==== EXCERTO DO TEXTO
O relatório, Promessas quebradas: Manifestantes entre gás lacrimogéneo, balas e bastões em Angola, denuncia um padrão de uso excessivo e desnecessário da força pela polícia durante o mandato do Presidente angolano João Lourenço. A Amnistia Internacional investigou as ações policiais em onze manifestações e concluiu que agentes da polícia atacaram os manifestantes com balas reais e gás lacrimogéneo, matando pelo menos 17 pessoas e espancando e detendo arbitrariamente outras, em violação da legislação angolana e do direito internacional.
“A investigação da Amnistia documenta que a polícia matou crianças a tiro, disparou granadas de gás lacrimogéneo contra multidões, queimando braços e pernas, e espancou brutalmente pessoas sob a sua custódia”
Khanyo Farisè
“As pessoas em Angola protestaram quando o Presidente angolano não cumpriu com as suas promessas. Em vez de respeitar o direito de manifestação, sob a sua liderança, a polícia continuou a reprimir as manifestações com força brutal. A investigação da Amnistia documenta que a polícia matou crianças a tiro, disparou granadas de gás lacrimogéneo contra multidões, queimando braços e pernas, e espancou brutalmente pessoas sob a sua custódia, provocando profundas cicatrizes físicas e emocionais. No entanto, as autoridades angolanas não responsabilizaram ainda ninguém por estas violações de direitos humanos. As vítimas e as suas famílias merecem justiça, agora”, apelou Khanyo Farisè, diretor regional adjunto para a África Oriental e Austral da Amnistia Internacional.
Um padrão de uso ilegal da força
A investigação da Amnistia Internacional mostra que a polícia angolana respondeu rotineiramente aos protestos violando os direitos à vida, bem como violando os direitos à liberdade e segurança de pessoas e à liberdade de reunião pacífica.
Em 11 de novembro de 2020, a polícia matou a tiro Inocêncio de Matos, de 26 anos, durante um protesto em Luanda contra o adiamento das eleições autárquicas, alegadamente quando se encontrava de joelhos, com as mãos no ar.
Em janeiro de 2021, a polícia alvejou a tiro uma manifestação contra a pobreza na vila diamantífera do Cafunfo, província da Lunda Norte, matando pelo menos dez pessoas.
No dia 26 de maio de 2022, a polícia matou a tiro Adão José André Caoluna, de 32 anos, e Luís António Lourenço, de 35 anos, também conhecido por Dorito, durante uma greve dos trabalhadores da empresa Hidroeléctrica de Caculo-Cabaça (CGGC), organizada pela Federação dos Sindicatos da Construção Civil, em Cambambe, província do Cuanza Norte. Uma testemunha relatou que a polícia atingiu Dorito com duas balas, nas costas e na cabeça, enquanto ele tentava explicar aos agentes os motivos da greve.
========
==== ENTRADAS EXTRAÍDAS
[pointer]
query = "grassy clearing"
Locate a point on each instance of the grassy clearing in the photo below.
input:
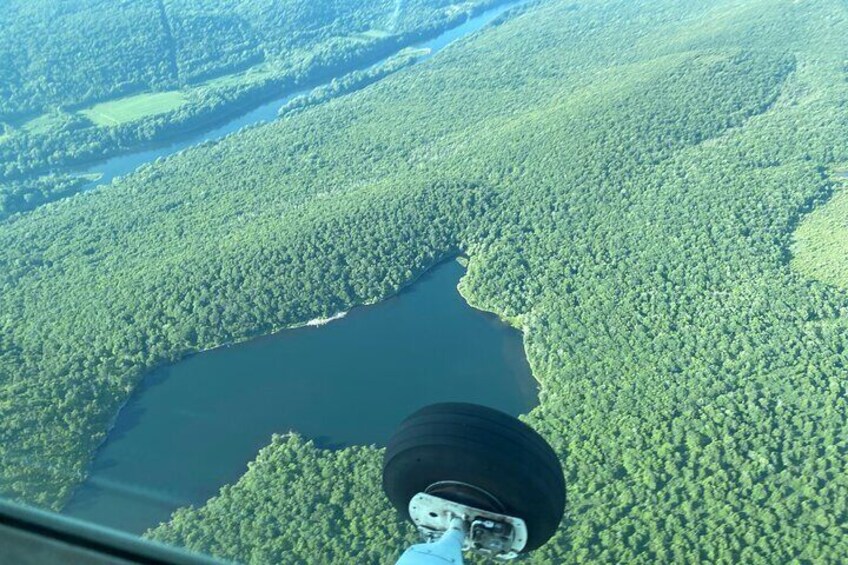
(820, 250)
(123, 110)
========
TAREFAS DO EXERCÍCIO
[a] Segundo o texto sobre a repressão policial em Angola, em quantas manifestações a Amnistia Internacional investigou as ações da polícia?
[b] Apresente todas as linhas dos registos como lista numerada, omitindo as linhas em branco e deixando as imagens fora da resposta.

CONJUNTO DE SOLUÇÕES
[a] Em onze manifestações.

[b]
1. [pointer]
2. query = "grassy clearing"
3. Locate a point on each instance of the grassy clearing in the photo below.
4. input:
5. (820, 250)
6. (123, 110)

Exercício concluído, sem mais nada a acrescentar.